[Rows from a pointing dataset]
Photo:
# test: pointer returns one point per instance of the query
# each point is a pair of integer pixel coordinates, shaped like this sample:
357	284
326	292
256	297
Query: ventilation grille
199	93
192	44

● **Objective**:
Update the material by changing "ventilation grille" to "air vent" and leave everything else unchanged.

● **Response to this task**:
Photo:
# test: pointer returns one point per instance of the query
# each point is a pair of integer pixel coordinates, shaped like this sample:
357	284
326	292
256	297
Query: air vent
199	93
192	44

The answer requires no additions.